▸ JOB
Print the records below word for word, every line of them, but leave the pictures out.

▸ RECORDS SHOWN
____

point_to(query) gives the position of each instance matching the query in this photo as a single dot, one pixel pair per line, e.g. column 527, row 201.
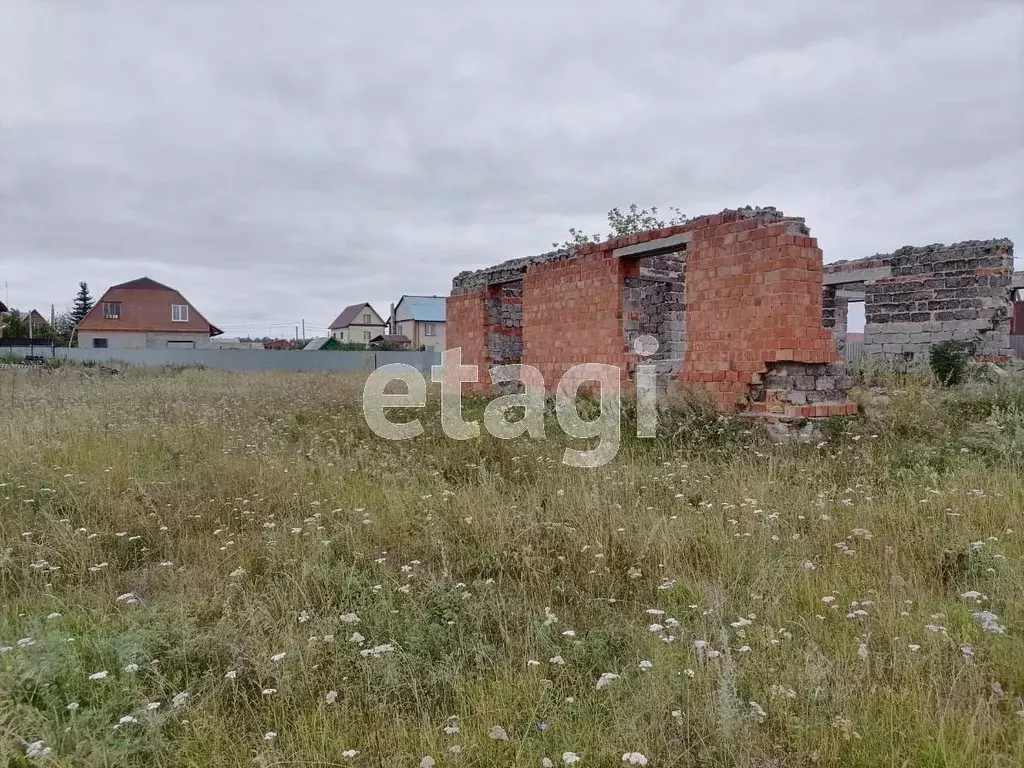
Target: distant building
column 279, row 344
column 144, row 314
column 421, row 320
column 390, row 341
column 358, row 323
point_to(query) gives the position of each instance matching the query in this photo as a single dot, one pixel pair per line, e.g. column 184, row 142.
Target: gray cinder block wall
column 916, row 297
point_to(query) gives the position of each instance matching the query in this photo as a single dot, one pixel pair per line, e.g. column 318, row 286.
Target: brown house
column 144, row 314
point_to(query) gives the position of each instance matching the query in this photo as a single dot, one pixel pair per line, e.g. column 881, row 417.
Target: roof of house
column 390, row 339
column 350, row 313
column 425, row 308
column 316, row 343
column 145, row 307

____

▸ SOLVED PROBLEM
point_to(query) gives the position of each instance matching the query in this photo as a single dot, one pixel pair per line, e.g. column 527, row 201.
Target: distant building
column 279, row 344
column 144, row 314
column 421, row 320
column 390, row 341
column 358, row 323
point_to(query) gives the position of each instance matching the query in this photo as a single dot, one pixel pair per line, e.g. column 184, row 142.
Target: gray cinder block wall
column 916, row 297
point_to(query) gives the position of each instance matching the query in this photo as a single dot, one pixel pair per line, e.g. column 318, row 286.
Target: brown house
column 144, row 314
point_to(query) gives the position of each instance matching the query in this photo as a single dot, one pixel pair per line, e.g. column 881, row 417.
Target: roof of house
column 390, row 339
column 350, row 313
column 425, row 308
column 316, row 343
column 145, row 307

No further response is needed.